* O QUE SE PEDE:
- 1) Traduza para inglês esta frase do texto sobre a lavoura açoriana: "Jorge Rita, Presidente da Federação Agrícola dos Açores aborda as mais recentes temáticas da lavoura açoriana, em jeito de balanço, fazendo um ponto da situação do setor agrícola e leiteiro."
- 2) Repita do texto sobre a lavoura açoriana o trecho que começa em "Jorge Rita, Presidente" e vai até "dias de hoje.", inclusive, sem alterar nada.

* EXCERTO DA PÁGINA:
^^^^^^^^^^^^^^^^
A indústria de lacticínios não acompanha as novas exigências dos consumidores e dos mercados | Agricultor 2000


Jorge Rita, Presidente da Federação Agrícola dos Açores aborda as mais recentes temáticas da lavoura açoriana, em jeito de balanço, fazendo um ponto da situação do setor agrícola e leiteiro. Em destaque está a sua preocupação com a política de endividamento zero, implementada pelo Governo Regional, a aplicação da taxa do IVA zero nos bens alimentares essenciais, a transição do setor do leite para a carne, o parcelário, os custos com os transportes e as dificuldades dos jovens agricultores, nos dias de hoje.

- Quanto à política de endividamento zero implementada pelo Governo Regional no Orçamento de 2023, o que perspetiva, urge o Governo atuar nesse sentido?
^^^^^^^^^^^^^^^^
Entradas de contorno de áreas rotuladas:
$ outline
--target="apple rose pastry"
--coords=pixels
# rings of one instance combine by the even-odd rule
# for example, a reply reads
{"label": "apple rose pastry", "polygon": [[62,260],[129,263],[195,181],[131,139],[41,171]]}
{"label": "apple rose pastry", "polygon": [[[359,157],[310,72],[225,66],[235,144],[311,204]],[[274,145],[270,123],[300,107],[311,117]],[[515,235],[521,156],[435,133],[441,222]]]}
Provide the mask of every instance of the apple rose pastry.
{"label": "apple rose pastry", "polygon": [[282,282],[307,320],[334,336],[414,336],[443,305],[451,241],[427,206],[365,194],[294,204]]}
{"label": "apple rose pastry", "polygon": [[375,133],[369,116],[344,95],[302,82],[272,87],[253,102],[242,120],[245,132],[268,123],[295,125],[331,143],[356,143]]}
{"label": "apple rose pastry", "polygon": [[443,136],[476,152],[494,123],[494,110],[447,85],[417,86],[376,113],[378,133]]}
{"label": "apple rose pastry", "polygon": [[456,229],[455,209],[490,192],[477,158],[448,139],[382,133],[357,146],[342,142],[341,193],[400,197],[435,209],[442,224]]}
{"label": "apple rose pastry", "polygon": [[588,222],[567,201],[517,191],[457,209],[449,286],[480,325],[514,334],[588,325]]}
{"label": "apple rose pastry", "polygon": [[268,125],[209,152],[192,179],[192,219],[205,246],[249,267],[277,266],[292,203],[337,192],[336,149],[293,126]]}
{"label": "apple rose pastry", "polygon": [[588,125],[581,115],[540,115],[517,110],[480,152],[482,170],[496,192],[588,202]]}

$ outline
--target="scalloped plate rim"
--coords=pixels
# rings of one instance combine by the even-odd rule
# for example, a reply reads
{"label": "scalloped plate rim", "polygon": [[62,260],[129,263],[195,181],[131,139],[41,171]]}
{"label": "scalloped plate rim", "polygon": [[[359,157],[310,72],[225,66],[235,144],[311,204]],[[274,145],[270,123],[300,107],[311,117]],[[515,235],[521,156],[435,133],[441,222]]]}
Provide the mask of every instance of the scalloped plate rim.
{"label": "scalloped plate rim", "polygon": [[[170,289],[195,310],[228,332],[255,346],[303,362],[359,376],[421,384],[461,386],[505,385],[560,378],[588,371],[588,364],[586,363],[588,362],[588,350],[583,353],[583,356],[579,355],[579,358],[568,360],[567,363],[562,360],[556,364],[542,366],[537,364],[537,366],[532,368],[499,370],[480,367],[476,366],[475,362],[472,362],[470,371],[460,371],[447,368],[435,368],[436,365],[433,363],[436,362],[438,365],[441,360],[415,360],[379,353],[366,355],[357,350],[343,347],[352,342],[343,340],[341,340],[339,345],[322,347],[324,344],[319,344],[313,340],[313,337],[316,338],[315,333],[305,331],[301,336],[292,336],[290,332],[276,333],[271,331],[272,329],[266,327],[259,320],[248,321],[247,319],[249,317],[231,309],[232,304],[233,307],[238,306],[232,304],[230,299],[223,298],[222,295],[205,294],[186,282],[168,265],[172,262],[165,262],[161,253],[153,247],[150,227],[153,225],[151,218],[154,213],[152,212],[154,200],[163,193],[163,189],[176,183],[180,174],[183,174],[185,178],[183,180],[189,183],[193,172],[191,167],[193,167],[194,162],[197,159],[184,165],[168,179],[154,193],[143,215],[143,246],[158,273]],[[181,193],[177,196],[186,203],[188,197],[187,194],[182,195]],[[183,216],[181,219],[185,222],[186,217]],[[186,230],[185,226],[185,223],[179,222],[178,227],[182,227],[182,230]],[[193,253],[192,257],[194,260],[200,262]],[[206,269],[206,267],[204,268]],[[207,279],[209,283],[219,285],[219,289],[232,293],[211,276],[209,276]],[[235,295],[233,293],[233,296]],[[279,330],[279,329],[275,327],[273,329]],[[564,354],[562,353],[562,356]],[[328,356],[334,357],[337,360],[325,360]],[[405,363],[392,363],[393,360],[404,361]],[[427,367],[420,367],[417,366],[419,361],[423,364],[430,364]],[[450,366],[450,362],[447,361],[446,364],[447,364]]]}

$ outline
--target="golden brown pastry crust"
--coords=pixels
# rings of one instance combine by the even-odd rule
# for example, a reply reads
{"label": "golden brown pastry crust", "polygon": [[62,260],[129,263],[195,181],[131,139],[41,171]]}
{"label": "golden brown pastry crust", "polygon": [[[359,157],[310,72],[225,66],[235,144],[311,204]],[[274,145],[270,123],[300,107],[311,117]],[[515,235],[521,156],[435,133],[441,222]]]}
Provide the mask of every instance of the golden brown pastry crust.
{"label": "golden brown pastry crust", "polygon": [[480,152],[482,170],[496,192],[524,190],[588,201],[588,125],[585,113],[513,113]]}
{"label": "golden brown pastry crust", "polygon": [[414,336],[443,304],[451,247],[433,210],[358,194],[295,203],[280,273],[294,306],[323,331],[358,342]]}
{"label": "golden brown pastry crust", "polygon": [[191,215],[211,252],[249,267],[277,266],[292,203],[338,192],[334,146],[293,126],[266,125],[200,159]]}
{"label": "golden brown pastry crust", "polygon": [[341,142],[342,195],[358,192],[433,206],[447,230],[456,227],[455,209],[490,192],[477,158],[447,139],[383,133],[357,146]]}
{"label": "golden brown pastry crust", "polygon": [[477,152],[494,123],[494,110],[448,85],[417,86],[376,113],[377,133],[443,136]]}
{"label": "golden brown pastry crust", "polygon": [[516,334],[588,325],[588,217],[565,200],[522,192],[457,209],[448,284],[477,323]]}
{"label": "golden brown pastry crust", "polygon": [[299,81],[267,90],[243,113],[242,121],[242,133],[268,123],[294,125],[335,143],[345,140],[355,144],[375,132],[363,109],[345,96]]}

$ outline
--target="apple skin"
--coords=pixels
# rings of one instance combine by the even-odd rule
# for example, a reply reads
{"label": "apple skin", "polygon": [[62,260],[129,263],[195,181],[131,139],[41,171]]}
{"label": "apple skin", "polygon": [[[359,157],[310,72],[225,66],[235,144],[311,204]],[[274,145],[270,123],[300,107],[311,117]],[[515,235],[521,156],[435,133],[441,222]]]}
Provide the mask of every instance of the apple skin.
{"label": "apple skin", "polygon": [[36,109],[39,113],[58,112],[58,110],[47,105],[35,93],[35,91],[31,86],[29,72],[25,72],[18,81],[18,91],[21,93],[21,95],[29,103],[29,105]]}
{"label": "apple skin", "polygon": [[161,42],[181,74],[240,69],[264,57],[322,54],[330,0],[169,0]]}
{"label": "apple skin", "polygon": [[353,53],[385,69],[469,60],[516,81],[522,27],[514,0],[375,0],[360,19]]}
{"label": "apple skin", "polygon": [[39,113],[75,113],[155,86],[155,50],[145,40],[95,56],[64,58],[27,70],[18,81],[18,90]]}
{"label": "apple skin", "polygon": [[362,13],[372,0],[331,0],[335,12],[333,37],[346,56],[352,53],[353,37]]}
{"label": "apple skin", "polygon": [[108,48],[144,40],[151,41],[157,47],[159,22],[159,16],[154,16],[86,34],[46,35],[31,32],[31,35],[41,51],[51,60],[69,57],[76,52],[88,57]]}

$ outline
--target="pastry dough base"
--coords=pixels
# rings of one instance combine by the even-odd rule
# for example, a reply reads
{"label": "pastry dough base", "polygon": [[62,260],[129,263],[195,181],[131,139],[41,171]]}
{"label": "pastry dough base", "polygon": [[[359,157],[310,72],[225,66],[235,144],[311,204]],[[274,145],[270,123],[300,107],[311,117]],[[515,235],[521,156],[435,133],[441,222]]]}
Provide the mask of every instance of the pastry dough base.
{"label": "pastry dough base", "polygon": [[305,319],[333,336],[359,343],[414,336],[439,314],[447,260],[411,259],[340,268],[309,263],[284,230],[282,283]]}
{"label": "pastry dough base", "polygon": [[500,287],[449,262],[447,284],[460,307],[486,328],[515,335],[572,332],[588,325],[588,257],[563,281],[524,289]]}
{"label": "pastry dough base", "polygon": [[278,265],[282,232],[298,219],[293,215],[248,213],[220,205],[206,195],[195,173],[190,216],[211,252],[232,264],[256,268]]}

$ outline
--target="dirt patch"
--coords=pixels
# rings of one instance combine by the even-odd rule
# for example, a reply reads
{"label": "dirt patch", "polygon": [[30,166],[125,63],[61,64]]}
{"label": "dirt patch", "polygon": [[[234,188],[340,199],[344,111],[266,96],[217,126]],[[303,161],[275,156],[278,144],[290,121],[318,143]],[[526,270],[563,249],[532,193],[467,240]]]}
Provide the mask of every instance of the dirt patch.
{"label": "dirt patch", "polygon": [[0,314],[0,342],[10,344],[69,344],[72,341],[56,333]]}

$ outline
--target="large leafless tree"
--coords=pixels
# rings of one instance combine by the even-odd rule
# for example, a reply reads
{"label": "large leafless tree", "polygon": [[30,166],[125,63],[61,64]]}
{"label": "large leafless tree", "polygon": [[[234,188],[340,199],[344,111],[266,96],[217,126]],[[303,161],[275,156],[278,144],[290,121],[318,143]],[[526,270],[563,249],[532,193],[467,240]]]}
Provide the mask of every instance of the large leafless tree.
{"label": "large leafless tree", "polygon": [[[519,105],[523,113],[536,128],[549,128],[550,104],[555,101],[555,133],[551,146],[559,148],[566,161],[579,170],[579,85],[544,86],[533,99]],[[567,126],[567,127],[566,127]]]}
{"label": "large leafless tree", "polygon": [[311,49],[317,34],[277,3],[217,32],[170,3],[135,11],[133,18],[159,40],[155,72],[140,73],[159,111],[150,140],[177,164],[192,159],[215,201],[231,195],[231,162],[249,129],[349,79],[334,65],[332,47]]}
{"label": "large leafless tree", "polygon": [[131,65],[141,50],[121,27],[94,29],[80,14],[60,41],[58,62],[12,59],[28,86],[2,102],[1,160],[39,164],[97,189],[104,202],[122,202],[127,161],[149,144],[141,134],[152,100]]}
^^^^^^^^^^^^^^^^
* RESULTADOS FINAIS:
- 1) Jorge Rita, President of the Agricultural Federation of the Azores, addresses the latest issues in Azorean farming by way of a review, taking stock of the situation in the agricultural and dairy sector.

- 2)
Jorge Rita, Presidente da Federação Agrícola dos Açores aborda as mais recentes temáticas da lavoura açoriana, em jeito de balanço, fazendo um ponto da situação do setor agrícola e leiteiro. Em destaque está a sua preocupação com a política de endividamento zero, implementada pelo Governo Regional, a aplicação da taxa do IVA zero nos bens alimentares essenciais, a transição do setor do leite para a carne, o parcelário, os custos com os transportes e as dificuldades dos jovens agricultores, nos dias de hoje.